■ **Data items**
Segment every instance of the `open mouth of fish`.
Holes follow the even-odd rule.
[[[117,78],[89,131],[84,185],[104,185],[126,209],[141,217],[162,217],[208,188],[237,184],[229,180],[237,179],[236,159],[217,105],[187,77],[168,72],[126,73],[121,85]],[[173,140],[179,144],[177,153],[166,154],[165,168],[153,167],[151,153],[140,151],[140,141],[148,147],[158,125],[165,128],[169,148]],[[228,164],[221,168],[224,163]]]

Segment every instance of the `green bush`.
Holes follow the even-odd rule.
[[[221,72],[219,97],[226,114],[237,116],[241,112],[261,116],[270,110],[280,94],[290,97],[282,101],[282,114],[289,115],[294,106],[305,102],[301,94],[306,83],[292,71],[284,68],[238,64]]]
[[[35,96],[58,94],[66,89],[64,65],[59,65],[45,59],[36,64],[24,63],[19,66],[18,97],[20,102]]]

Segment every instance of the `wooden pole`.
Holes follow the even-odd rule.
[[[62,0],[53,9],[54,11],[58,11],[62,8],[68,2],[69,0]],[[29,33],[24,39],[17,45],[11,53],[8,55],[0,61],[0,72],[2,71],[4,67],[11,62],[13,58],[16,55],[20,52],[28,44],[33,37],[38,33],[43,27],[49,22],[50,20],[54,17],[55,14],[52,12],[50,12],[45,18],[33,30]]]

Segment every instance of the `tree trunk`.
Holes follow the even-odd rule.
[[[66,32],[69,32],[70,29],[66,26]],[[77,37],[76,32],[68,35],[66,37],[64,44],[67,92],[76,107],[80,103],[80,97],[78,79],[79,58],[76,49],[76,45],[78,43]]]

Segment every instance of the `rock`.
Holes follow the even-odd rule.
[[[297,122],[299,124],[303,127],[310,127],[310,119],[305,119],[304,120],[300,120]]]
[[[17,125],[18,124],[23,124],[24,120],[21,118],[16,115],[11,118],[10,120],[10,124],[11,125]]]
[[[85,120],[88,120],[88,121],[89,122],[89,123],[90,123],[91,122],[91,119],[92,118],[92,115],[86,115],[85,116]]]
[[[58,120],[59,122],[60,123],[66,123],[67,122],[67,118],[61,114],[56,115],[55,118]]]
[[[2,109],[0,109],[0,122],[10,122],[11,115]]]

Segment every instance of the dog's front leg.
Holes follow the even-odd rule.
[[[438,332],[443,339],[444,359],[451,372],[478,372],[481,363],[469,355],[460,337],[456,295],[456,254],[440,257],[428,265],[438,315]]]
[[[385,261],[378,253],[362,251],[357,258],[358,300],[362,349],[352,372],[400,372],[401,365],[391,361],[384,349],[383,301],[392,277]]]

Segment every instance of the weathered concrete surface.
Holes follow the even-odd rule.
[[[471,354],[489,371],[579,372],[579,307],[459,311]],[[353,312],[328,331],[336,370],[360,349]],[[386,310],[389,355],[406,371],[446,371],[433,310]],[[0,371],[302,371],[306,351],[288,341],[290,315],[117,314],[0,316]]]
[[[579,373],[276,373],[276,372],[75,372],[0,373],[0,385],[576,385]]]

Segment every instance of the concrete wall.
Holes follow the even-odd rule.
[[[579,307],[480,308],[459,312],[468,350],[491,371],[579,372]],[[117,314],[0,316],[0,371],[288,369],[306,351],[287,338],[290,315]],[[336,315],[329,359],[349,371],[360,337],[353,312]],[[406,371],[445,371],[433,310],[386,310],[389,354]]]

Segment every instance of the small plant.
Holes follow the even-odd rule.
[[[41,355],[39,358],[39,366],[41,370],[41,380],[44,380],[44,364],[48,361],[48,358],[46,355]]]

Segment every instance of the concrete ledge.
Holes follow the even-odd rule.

■ **WORK TO COMPLETE**
Can you give the lines from the one containing "Segment every instance of the concrete ledge." through the end of the items, both included, as a JSON list of strings with one string per line and blank lines left out?

■ **TASK SOLUTION**
[
  "Segment every instance of the concrete ledge.",
  "Holes follow the even-odd rule."
]